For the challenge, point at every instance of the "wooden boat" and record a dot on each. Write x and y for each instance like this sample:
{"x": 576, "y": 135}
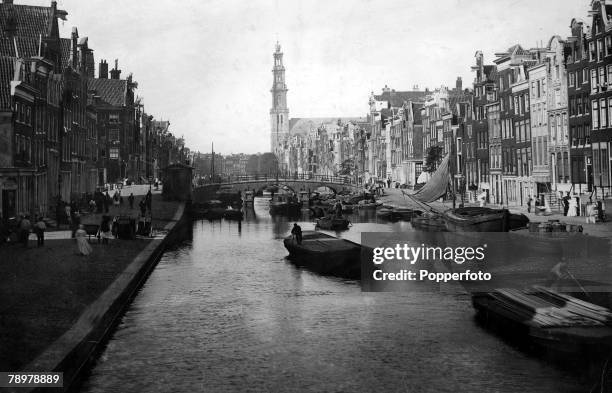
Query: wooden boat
{"x": 211, "y": 210}
{"x": 368, "y": 204}
{"x": 285, "y": 204}
{"x": 325, "y": 254}
{"x": 429, "y": 222}
{"x": 553, "y": 320}
{"x": 249, "y": 198}
{"x": 233, "y": 214}
{"x": 477, "y": 219}
{"x": 347, "y": 208}
{"x": 333, "y": 223}
{"x": 397, "y": 213}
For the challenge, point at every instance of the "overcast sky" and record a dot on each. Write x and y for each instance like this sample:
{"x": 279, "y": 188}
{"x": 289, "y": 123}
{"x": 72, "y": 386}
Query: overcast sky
{"x": 205, "y": 65}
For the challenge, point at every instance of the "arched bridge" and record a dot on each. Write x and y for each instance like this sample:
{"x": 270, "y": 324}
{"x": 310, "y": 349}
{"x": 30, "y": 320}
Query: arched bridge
{"x": 259, "y": 182}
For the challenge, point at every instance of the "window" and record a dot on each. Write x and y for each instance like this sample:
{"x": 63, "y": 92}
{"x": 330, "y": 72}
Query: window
{"x": 610, "y": 111}
{"x": 113, "y": 134}
{"x": 603, "y": 118}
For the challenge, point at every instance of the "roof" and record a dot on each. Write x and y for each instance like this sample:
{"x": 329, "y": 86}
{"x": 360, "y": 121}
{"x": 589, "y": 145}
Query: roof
{"x": 455, "y": 97}
{"x": 31, "y": 21}
{"x": 303, "y": 125}
{"x": 416, "y": 112}
{"x": 26, "y": 46}
{"x": 111, "y": 91}
{"x": 397, "y": 98}
{"x": 7, "y": 70}
{"x": 65, "y": 50}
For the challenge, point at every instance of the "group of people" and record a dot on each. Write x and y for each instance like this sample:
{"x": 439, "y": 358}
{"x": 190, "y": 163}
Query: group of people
{"x": 594, "y": 211}
{"x": 69, "y": 213}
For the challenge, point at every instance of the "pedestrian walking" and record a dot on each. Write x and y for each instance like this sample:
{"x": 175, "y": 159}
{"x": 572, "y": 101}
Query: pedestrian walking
{"x": 143, "y": 206}
{"x": 25, "y": 227}
{"x": 565, "y": 202}
{"x": 529, "y": 201}
{"x": 68, "y": 212}
{"x": 83, "y": 245}
{"x": 107, "y": 202}
{"x": 297, "y": 232}
{"x": 76, "y": 221}
{"x": 149, "y": 200}
{"x": 338, "y": 209}
{"x": 104, "y": 232}
{"x": 39, "y": 229}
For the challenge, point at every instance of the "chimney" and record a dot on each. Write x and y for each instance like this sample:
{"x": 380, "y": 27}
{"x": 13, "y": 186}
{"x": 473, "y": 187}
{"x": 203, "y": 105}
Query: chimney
{"x": 73, "y": 48}
{"x": 116, "y": 72}
{"x": 103, "y": 70}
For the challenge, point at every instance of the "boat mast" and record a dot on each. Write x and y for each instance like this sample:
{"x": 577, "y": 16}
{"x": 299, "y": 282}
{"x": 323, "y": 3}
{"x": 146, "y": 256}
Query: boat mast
{"x": 212, "y": 166}
{"x": 451, "y": 168}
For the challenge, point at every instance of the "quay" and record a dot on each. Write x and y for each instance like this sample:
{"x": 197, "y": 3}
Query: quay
{"x": 59, "y": 307}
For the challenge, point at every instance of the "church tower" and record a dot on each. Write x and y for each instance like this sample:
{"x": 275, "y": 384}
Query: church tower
{"x": 279, "y": 114}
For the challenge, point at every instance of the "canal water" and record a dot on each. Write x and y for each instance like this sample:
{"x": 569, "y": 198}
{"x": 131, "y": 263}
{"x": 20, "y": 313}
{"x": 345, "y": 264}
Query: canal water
{"x": 225, "y": 311}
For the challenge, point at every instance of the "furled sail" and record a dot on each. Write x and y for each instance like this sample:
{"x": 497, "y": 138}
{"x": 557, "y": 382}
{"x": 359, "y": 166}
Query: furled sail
{"x": 437, "y": 185}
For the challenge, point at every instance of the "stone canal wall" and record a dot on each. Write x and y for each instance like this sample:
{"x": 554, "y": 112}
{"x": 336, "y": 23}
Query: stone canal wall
{"x": 78, "y": 348}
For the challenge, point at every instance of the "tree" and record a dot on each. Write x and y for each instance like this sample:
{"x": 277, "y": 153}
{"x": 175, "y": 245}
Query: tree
{"x": 434, "y": 156}
{"x": 346, "y": 167}
{"x": 252, "y": 167}
{"x": 268, "y": 163}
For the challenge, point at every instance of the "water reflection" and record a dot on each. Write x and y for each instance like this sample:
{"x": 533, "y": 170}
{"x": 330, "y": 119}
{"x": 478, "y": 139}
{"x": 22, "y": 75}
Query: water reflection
{"x": 227, "y": 312}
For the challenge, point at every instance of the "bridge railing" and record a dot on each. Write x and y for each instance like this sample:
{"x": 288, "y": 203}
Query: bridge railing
{"x": 348, "y": 180}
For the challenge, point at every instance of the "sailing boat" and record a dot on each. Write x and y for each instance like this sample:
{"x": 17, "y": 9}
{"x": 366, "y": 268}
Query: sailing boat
{"x": 462, "y": 219}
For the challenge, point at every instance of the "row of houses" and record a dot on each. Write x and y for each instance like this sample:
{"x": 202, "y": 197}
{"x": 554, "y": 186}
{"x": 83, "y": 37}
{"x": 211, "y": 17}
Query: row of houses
{"x": 63, "y": 131}
{"x": 534, "y": 122}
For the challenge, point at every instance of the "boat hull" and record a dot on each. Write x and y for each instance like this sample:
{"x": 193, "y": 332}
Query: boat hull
{"x": 333, "y": 223}
{"x": 476, "y": 220}
{"x": 429, "y": 223}
{"x": 325, "y": 255}
{"x": 513, "y": 319}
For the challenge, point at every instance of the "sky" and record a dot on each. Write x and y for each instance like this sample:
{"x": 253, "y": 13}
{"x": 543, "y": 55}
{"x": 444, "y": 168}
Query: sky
{"x": 205, "y": 65}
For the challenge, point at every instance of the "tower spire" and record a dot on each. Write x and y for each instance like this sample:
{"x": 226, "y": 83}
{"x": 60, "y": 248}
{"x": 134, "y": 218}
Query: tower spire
{"x": 279, "y": 113}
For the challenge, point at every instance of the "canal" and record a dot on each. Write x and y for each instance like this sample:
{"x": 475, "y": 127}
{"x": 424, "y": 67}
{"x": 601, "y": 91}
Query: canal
{"x": 225, "y": 311}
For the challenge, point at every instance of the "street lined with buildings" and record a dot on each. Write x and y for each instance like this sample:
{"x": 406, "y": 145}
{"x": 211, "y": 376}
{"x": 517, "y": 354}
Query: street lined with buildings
{"x": 64, "y": 132}
{"x": 534, "y": 123}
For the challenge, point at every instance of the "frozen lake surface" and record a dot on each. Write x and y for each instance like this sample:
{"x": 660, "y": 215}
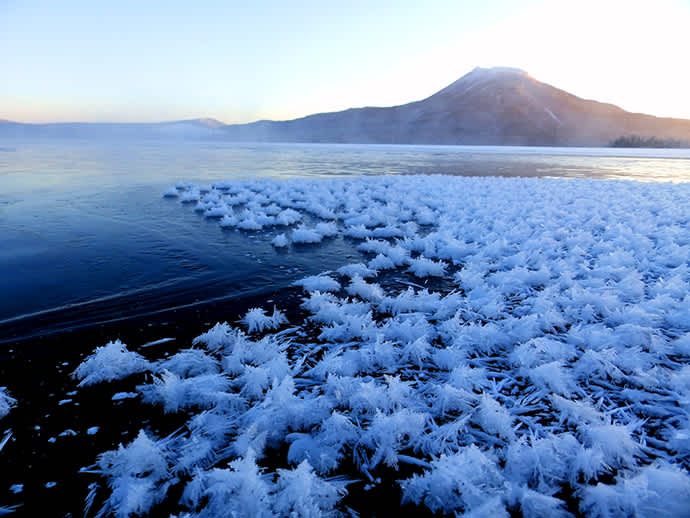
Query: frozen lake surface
{"x": 484, "y": 346}
{"x": 87, "y": 238}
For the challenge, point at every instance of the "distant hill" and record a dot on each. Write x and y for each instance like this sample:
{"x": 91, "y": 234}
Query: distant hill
{"x": 498, "y": 106}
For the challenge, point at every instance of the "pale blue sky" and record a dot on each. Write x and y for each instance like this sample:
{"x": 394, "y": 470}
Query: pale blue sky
{"x": 74, "y": 60}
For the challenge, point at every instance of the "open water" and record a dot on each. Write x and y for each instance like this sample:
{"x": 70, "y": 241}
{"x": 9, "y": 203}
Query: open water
{"x": 86, "y": 237}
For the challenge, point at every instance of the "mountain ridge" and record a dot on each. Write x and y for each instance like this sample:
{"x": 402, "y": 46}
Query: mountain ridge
{"x": 496, "y": 106}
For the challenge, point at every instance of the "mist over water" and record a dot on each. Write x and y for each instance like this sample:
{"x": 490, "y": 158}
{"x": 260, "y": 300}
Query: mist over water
{"x": 87, "y": 237}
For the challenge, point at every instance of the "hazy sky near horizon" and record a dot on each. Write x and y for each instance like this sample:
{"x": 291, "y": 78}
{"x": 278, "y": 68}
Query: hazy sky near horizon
{"x": 80, "y": 60}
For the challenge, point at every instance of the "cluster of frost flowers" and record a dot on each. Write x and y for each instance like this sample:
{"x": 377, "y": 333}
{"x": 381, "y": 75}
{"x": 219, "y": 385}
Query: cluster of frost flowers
{"x": 522, "y": 344}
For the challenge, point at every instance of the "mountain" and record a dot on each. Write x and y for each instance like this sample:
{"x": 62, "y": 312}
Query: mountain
{"x": 498, "y": 106}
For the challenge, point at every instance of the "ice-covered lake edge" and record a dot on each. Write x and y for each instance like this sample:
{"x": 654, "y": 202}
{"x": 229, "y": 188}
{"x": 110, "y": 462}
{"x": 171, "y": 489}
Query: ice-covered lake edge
{"x": 543, "y": 373}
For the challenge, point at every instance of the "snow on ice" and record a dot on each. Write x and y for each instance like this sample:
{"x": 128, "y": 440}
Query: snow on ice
{"x": 530, "y": 358}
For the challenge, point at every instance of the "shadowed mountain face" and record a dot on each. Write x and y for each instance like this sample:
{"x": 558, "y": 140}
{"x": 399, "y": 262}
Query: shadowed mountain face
{"x": 498, "y": 106}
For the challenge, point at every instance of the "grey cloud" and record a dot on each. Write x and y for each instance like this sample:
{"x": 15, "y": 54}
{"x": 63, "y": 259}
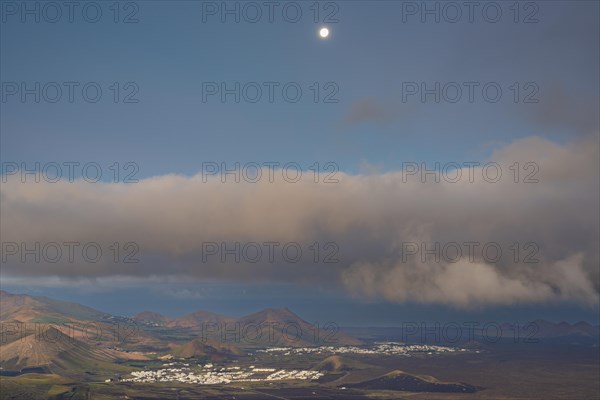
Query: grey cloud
{"x": 368, "y": 216}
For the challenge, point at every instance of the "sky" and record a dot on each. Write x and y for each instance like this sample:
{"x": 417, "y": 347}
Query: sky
{"x": 340, "y": 134}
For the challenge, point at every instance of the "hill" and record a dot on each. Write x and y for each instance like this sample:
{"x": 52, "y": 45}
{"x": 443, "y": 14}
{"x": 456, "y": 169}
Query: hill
{"x": 401, "y": 381}
{"x": 24, "y": 308}
{"x": 337, "y": 363}
{"x": 53, "y": 351}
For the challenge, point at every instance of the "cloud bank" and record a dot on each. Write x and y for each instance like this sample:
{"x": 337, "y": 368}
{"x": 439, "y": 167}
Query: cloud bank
{"x": 370, "y": 218}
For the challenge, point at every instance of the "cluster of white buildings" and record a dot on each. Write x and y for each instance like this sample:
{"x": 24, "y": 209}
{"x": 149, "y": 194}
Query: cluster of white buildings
{"x": 380, "y": 348}
{"x": 209, "y": 375}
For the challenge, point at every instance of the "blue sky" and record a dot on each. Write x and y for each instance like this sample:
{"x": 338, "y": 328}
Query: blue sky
{"x": 170, "y": 54}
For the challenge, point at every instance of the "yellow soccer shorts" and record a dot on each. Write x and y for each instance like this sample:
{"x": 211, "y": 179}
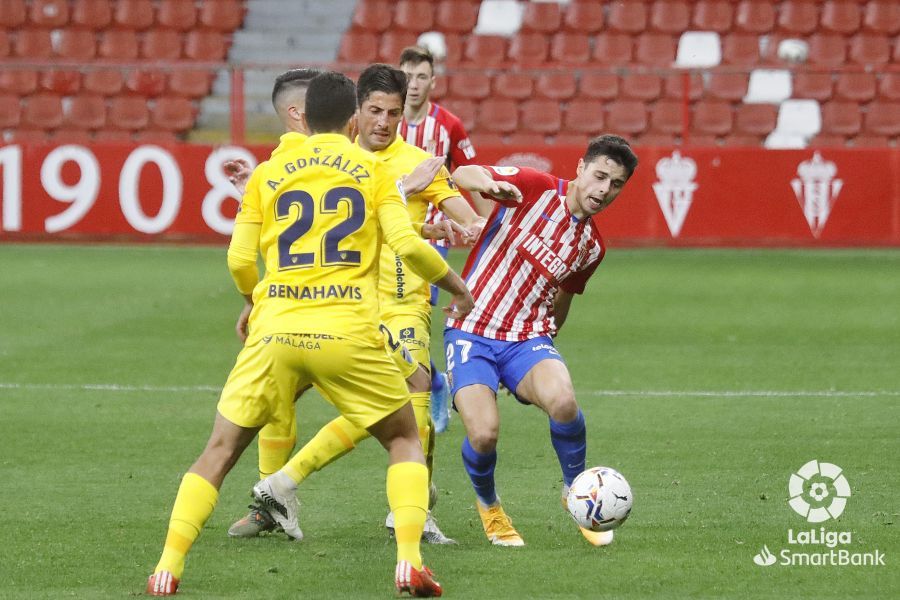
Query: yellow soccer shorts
{"x": 361, "y": 379}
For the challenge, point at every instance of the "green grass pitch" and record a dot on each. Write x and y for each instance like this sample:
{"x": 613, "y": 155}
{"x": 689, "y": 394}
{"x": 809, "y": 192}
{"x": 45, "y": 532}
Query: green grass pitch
{"x": 707, "y": 377}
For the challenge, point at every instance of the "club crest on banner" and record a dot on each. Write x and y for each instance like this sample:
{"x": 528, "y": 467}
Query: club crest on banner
{"x": 675, "y": 189}
{"x": 817, "y": 189}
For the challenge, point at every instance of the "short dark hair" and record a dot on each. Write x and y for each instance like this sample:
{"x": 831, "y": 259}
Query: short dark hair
{"x": 293, "y": 79}
{"x": 380, "y": 78}
{"x": 330, "y": 102}
{"x": 615, "y": 147}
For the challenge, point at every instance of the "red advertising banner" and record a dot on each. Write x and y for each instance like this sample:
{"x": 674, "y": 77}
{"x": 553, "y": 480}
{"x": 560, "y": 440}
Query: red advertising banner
{"x": 683, "y": 197}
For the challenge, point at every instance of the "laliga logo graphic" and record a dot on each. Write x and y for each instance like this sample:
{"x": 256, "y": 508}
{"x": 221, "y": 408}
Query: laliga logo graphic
{"x": 822, "y": 484}
{"x": 675, "y": 189}
{"x": 816, "y": 190}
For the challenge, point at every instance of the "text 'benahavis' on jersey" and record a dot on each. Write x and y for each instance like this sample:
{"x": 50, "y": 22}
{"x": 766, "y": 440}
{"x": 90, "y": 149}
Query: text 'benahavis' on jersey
{"x": 525, "y": 254}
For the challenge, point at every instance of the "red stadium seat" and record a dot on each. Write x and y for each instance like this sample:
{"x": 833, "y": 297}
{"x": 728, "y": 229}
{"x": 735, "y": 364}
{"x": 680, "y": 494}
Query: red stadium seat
{"x": 629, "y": 17}
{"x": 712, "y": 118}
{"x": 570, "y": 48}
{"x": 754, "y": 16}
{"x": 584, "y": 117}
{"x": 841, "y": 118}
{"x": 42, "y": 111}
{"x": 133, "y": 14}
{"x": 558, "y": 85}
{"x": 755, "y": 119}
{"x": 626, "y": 117}
{"x": 882, "y": 16}
{"x": 128, "y": 113}
{"x": 584, "y": 17}
{"x": 180, "y": 15}
{"x": 858, "y": 87}
{"x": 670, "y": 16}
{"x": 841, "y": 16}
{"x": 49, "y": 13}
{"x": 91, "y": 14}
{"x": 414, "y": 15}
{"x": 498, "y": 115}
{"x": 541, "y": 17}
{"x": 540, "y": 116}
{"x": 883, "y": 118}
{"x": 161, "y": 44}
{"x": 713, "y": 15}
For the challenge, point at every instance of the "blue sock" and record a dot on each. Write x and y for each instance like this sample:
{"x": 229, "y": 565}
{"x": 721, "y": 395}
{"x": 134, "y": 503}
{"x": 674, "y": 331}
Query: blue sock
{"x": 480, "y": 468}
{"x": 570, "y": 442}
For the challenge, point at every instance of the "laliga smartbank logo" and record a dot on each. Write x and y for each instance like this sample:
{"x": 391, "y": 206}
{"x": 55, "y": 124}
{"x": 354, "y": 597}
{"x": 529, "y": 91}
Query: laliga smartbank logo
{"x": 818, "y": 493}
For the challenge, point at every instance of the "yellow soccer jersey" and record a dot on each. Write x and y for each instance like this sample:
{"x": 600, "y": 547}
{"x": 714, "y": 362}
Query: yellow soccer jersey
{"x": 323, "y": 208}
{"x": 398, "y": 286}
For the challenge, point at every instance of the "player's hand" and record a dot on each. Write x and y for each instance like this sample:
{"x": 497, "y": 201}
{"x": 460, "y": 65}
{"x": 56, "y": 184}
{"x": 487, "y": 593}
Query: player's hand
{"x": 238, "y": 171}
{"x": 422, "y": 175}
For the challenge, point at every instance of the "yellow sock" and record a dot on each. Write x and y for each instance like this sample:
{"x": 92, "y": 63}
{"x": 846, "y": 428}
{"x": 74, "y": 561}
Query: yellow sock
{"x": 407, "y": 488}
{"x": 194, "y": 504}
{"x": 334, "y": 440}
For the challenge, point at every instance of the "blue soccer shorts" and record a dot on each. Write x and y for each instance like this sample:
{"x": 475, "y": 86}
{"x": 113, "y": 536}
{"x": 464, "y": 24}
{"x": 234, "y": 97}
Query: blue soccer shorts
{"x": 472, "y": 359}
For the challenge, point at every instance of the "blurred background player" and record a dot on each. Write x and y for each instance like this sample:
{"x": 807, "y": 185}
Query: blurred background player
{"x": 540, "y": 247}
{"x": 439, "y": 132}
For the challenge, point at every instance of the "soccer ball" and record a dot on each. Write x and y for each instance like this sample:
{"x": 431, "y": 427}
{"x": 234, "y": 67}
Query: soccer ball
{"x": 599, "y": 499}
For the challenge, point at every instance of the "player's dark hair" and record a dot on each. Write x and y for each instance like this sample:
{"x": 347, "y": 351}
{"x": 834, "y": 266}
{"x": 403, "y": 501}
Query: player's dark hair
{"x": 381, "y": 78}
{"x": 292, "y": 80}
{"x": 330, "y": 102}
{"x": 615, "y": 147}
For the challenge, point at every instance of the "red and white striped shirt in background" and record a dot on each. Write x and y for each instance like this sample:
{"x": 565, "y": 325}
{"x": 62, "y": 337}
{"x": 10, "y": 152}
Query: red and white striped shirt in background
{"x": 441, "y": 133}
{"x": 526, "y": 253}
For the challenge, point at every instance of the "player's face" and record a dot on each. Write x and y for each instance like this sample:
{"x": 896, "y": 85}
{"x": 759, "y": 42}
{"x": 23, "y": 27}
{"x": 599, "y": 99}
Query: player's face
{"x": 379, "y": 117}
{"x": 420, "y": 82}
{"x": 599, "y": 182}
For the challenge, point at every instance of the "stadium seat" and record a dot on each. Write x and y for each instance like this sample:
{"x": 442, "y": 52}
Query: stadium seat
{"x": 570, "y": 48}
{"x": 498, "y": 115}
{"x": 358, "y": 47}
{"x": 583, "y": 117}
{"x": 883, "y": 118}
{"x": 470, "y": 85}
{"x": 626, "y": 117}
{"x": 540, "y": 116}
{"x": 754, "y": 16}
{"x": 133, "y": 14}
{"x": 42, "y": 111}
{"x": 75, "y": 44}
{"x": 882, "y": 16}
{"x": 858, "y": 87}
{"x": 371, "y": 15}
{"x": 529, "y": 49}
{"x": 841, "y": 118}
{"x": 413, "y": 15}
{"x": 222, "y": 15}
{"x": 541, "y": 17}
{"x": 583, "y": 17}
{"x": 118, "y": 44}
{"x": 670, "y": 16}
{"x": 128, "y": 113}
{"x": 180, "y": 15}
{"x": 613, "y": 49}
{"x": 557, "y": 85}
{"x": 870, "y": 50}
{"x": 517, "y": 86}
{"x": 840, "y": 16}
{"x": 628, "y": 17}
{"x": 641, "y": 86}
{"x": 798, "y": 17}
{"x": 713, "y": 15}
{"x": 161, "y": 44}
{"x": 49, "y": 13}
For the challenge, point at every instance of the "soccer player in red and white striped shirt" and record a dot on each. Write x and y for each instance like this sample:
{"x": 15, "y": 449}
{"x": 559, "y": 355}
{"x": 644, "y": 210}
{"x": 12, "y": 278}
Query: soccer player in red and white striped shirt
{"x": 538, "y": 249}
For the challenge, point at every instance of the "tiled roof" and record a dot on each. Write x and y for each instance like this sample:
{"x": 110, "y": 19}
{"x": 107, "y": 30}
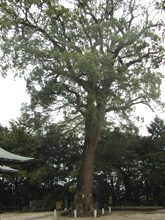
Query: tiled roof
{"x": 6, "y": 169}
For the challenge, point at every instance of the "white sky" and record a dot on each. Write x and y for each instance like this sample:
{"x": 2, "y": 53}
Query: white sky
{"x": 13, "y": 93}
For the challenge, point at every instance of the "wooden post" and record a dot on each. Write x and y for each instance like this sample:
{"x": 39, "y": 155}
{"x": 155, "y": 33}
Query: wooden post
{"x": 55, "y": 213}
{"x": 75, "y": 213}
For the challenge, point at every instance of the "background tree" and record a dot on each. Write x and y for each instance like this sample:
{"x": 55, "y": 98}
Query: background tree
{"x": 89, "y": 59}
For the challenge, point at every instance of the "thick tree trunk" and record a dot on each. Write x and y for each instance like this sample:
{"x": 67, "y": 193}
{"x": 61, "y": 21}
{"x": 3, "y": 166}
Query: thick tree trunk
{"x": 83, "y": 200}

* **Short task**
Return every line of the records above that contains the string "laliga", matching case exactly.

* **Exercise solution**
For the challenge, point at every instance of the "laliga logo graphic" and record a dot on each. Write x and y for each instance like this sample:
Query: laliga logo graphic
For the challenge, point at every instance of the "laliga smartbank logo" and record a dot on each. Write x and y for each instance like this sample:
Query: laliga smartbank logo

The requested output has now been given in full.